- _WHAT THIS EXERCISE ASKS_
(A) Answer from the passage on multiplayer gaming, one line each:
(i) Over roughly how many years has multiplayer come into its own?
(ii) In which market has multiplayer growth fallen far short of the expected explosion?
(iii) Which two games are named as examples of adventure/puzzle games?
(B) Reproduce the passage on multiplayer gaming word for word, beginning at the words "The statement is" and stopping after "it to infinity.".

- _PASSAGE GIVEN_
-- begin --

The statement is obviously absurd if you really think about it. There are any number of ways to attack that line of reasoning.
One counter-argument is that multiplayer really *ISN'T* taking over the world. It's come into its own over the last five years or so (which is undeniably a very good thing), but there's no reason to think we can take that curve and extrapolate it to infinity.
Following this line of argument, I could argue some combination of the following:
A) It's not justified by market data. Particularly in the much larger console market, growth of multiplayer gaming on consoles hasn't experienced anything close to the explosion that many expected.
B) Many games and game genres just don't work as multiplayer games ... for example, tycoon/sim games, most mission-based/story-driven FPS games, golf games, adventure/puzzle games (think Ico or Shadow of the Colossus) or some of the turn-based strategy games which are too slow to be playable in multiplayer.

-- end --

Pointing records
-- begin --

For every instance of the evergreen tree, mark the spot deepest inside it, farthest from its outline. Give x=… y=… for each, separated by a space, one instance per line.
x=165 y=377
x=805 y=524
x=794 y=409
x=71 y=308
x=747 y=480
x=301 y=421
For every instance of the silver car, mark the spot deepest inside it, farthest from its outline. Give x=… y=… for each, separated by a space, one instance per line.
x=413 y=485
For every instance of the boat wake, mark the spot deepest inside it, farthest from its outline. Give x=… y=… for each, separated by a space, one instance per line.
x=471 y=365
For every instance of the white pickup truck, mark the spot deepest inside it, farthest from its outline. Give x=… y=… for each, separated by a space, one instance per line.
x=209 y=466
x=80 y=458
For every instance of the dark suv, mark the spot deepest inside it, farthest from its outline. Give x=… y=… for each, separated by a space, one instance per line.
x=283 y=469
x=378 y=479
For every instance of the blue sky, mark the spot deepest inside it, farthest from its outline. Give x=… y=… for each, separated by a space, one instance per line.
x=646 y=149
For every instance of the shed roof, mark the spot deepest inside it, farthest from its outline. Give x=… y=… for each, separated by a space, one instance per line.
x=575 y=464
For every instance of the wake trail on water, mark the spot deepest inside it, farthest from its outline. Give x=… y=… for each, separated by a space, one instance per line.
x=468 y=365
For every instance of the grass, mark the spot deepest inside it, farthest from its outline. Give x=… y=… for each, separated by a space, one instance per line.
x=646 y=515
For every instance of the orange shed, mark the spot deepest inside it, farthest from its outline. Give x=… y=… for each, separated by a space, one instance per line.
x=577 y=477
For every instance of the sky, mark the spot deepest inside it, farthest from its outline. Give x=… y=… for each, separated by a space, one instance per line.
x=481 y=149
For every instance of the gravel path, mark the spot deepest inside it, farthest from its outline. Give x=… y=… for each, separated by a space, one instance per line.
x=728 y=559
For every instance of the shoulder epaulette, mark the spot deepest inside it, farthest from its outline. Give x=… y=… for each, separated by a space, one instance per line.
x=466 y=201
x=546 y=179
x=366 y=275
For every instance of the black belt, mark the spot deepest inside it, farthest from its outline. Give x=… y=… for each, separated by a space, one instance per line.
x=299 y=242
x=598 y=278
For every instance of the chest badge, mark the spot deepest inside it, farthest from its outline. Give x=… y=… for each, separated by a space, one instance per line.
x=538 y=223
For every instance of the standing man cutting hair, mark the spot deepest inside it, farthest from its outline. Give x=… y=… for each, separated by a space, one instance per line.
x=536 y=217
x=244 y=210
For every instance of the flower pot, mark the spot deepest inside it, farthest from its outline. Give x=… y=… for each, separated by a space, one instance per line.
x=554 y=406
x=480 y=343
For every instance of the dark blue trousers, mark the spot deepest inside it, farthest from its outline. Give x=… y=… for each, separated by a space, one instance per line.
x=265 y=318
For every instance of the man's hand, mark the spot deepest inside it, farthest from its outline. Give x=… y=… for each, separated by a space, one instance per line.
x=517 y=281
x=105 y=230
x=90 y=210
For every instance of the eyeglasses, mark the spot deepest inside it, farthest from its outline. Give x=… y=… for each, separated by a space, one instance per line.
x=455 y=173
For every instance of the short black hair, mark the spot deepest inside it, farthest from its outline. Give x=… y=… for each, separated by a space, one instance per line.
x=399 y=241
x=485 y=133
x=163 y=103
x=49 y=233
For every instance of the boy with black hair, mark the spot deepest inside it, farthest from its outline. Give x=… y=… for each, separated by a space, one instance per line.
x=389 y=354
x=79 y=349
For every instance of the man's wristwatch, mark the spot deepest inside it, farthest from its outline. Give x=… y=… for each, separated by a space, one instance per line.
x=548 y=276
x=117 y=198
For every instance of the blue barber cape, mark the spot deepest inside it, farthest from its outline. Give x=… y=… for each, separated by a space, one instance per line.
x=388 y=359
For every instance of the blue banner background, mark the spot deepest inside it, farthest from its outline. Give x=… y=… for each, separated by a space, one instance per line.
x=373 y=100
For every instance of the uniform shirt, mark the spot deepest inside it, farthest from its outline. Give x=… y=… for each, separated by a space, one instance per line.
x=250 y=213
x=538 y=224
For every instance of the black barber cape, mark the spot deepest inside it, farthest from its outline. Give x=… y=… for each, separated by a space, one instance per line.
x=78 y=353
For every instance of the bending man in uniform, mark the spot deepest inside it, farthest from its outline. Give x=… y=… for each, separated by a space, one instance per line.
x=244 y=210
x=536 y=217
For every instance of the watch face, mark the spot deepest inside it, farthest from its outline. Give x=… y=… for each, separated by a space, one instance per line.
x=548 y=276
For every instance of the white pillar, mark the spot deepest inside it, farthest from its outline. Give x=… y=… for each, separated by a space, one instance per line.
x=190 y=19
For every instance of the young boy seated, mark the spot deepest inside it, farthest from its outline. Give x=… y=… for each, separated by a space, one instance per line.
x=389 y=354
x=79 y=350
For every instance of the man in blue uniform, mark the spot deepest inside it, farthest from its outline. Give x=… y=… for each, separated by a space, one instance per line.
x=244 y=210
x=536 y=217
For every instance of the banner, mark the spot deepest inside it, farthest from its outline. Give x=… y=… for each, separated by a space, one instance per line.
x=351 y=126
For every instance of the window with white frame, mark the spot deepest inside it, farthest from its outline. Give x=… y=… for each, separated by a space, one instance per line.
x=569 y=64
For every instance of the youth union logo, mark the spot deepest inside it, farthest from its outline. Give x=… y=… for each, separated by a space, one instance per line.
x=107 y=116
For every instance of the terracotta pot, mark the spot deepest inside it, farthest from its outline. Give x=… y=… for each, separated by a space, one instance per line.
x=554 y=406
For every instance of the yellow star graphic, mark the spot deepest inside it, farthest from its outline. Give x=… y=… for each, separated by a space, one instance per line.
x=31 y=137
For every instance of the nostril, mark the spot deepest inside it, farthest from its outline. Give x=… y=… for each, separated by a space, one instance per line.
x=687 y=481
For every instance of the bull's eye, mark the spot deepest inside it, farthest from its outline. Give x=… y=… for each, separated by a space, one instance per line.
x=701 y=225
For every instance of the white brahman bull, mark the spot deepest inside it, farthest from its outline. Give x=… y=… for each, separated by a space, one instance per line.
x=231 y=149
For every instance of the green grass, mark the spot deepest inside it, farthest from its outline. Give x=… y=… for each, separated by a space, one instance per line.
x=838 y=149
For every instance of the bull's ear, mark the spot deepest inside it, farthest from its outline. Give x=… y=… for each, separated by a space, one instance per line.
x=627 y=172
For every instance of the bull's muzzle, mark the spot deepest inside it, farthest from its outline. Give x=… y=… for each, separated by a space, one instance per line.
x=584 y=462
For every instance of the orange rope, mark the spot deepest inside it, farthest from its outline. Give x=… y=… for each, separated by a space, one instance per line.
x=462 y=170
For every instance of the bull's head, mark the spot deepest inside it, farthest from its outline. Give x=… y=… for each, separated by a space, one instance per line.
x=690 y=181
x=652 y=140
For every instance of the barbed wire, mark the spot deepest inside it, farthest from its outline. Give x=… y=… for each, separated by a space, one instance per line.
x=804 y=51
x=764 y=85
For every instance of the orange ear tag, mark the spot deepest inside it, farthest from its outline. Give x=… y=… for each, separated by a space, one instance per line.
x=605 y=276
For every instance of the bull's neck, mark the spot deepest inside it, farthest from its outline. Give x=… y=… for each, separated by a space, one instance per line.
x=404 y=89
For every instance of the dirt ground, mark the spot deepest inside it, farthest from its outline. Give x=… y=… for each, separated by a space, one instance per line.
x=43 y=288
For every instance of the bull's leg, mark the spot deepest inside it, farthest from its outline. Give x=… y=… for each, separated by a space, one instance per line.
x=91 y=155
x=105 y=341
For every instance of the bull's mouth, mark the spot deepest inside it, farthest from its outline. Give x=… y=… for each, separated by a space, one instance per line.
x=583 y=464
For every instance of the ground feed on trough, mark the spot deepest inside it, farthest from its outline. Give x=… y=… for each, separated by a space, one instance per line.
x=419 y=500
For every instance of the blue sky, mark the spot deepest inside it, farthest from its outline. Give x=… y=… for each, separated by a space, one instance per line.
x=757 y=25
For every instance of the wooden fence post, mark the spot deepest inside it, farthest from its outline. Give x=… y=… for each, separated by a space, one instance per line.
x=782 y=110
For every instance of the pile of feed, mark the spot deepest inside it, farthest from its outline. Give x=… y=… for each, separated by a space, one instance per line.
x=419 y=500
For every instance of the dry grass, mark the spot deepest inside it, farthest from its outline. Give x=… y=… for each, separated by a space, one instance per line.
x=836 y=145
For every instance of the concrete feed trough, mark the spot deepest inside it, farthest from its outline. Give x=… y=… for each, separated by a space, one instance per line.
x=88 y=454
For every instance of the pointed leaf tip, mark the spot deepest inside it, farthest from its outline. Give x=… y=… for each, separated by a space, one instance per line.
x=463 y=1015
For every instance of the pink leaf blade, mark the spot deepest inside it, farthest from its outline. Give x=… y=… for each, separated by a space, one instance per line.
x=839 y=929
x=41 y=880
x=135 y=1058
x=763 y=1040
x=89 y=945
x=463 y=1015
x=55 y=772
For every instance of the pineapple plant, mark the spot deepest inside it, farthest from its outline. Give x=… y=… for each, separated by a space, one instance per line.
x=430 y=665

-- end --

- _LIST OF SOLUTIONS_
(A)
(i) Five years or so
(ii) The console market
(iii) Ico and Shadow of the Colossus

(B)
The statement is obviously absurd if you really think about it. There are any number of ways to attack that line of reasoning.
One counter-argument is that multiplayer really *ISN'T* taking over the world. It's come into its own over the last five years or so (which is undeniably a very good thing), but there's no reason to think we can take that curve and extrapolate it to infinity.